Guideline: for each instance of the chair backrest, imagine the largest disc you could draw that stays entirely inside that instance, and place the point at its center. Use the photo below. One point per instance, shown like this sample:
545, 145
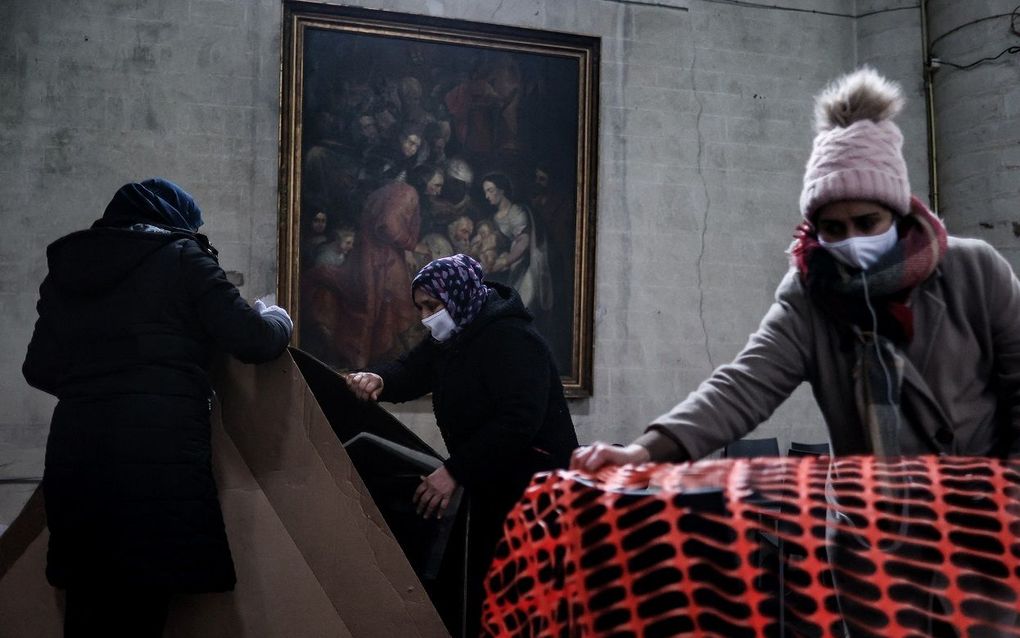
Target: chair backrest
749, 448
809, 449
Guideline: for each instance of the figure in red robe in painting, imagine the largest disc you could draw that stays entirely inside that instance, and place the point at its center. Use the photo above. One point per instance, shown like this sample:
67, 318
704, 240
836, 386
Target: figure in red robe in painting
358, 310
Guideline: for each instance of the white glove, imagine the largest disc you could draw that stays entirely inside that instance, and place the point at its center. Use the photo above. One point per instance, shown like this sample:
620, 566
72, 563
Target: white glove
274, 310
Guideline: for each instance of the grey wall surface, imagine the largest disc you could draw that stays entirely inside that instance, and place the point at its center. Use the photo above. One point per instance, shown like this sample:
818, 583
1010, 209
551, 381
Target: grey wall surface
977, 121
706, 111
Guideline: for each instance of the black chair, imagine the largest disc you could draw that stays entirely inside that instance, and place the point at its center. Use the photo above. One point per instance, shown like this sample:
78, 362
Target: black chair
750, 448
809, 449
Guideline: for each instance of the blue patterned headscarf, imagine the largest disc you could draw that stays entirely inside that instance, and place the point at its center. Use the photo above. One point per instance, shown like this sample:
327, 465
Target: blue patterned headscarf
457, 283
153, 201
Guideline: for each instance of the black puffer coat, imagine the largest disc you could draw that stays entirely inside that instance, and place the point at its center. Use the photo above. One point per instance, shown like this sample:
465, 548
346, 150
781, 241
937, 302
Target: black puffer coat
128, 321
497, 396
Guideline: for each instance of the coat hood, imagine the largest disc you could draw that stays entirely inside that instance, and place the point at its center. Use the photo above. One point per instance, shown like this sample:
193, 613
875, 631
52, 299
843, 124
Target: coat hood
97, 259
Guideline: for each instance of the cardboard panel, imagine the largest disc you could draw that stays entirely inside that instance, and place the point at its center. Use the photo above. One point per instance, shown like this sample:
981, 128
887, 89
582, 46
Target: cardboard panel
313, 554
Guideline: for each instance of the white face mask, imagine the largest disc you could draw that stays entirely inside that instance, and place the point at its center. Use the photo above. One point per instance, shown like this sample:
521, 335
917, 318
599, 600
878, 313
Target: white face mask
862, 252
441, 325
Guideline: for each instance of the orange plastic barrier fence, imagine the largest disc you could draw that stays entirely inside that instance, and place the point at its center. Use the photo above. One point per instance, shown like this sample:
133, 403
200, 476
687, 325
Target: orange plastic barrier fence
806, 546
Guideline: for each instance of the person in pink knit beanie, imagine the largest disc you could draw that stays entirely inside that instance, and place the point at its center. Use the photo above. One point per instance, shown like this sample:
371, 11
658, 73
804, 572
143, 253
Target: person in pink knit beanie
909, 338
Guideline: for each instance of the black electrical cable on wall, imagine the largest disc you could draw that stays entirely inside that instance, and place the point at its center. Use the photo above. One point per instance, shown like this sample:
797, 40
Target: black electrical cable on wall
1014, 16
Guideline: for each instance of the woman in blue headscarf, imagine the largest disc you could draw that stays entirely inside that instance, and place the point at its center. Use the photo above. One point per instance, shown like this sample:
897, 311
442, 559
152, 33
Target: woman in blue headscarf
130, 315
497, 397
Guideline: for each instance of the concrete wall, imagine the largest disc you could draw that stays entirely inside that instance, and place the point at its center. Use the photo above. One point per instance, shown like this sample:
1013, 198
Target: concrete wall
977, 121
706, 126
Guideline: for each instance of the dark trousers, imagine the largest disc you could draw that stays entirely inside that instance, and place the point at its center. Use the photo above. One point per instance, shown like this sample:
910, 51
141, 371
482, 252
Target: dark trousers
114, 612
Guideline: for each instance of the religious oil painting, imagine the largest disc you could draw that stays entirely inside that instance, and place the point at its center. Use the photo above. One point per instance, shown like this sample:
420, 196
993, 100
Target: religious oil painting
408, 138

—————

• _TASK INSTRUCTIONS_:
Give again, word for word, every line from the one holding "Guideline: for each instance of the orange" to the end of the data.

• _THE COMPLETED TASK_:
Guideline: for each instance of the orange plastic barrier fence, imagine the largest disc you could draw that stays entirely inside that instance, and place the point at its center. Use the photo above. One point per instance, shown like this sample:
133, 403
200, 476
687, 325
Target: orange plastic barrier fence
806, 546
Guideline: for each instance of the person in pink knit beanie, imagine the largest disc you could draw that stays entirely inside that instance, and place the point at its center. Use the photo above. One point per instance, shown like this sample:
371, 11
658, 73
804, 572
143, 253
Target: person in pink knit beanie
909, 338
Guideline: for each instance of the black electrical cable on wall, imagine the largest disc you could draw that stays entirely inside that instance, and place the point at its center. Use the photo above. One point per instance, shown like this sample:
797, 40
Target: black electrical cable on wall
1014, 16
Guideline: for each instance of the woman in blue headscarf, imagine the largest disc you could draw that stays entirely inside that instance, and place the point at its center. Use the photo above. One point per instance, shown like this sample:
897, 311
442, 559
152, 33
Target: woman in blue headscarf
130, 315
497, 397
Guideline: for each instance of the concrete wall, imagine the largest disc you could draw that stays entirely inside that instance, and place the point at its center. Use the photo above. One point per instance, shown like this sample:
1013, 198
Target: concrete wall
977, 121
706, 126
Guideline: for each instance of the dark trousers, imagine the largest disc you could draw that stays entirely inside that instance, and place the point at its center. Use the photo above. One point per instance, shown like this sample:
910, 51
141, 371
482, 252
Target: dark trousers
114, 612
Guideline: for each instance of the religious oil painting, imagine the largest disc you could draw that stays entirely inside that instance, and place the point at its center. Use the photo above. One point per instance, shown like this sample:
420, 196
993, 100
Target: religious oil painting
408, 138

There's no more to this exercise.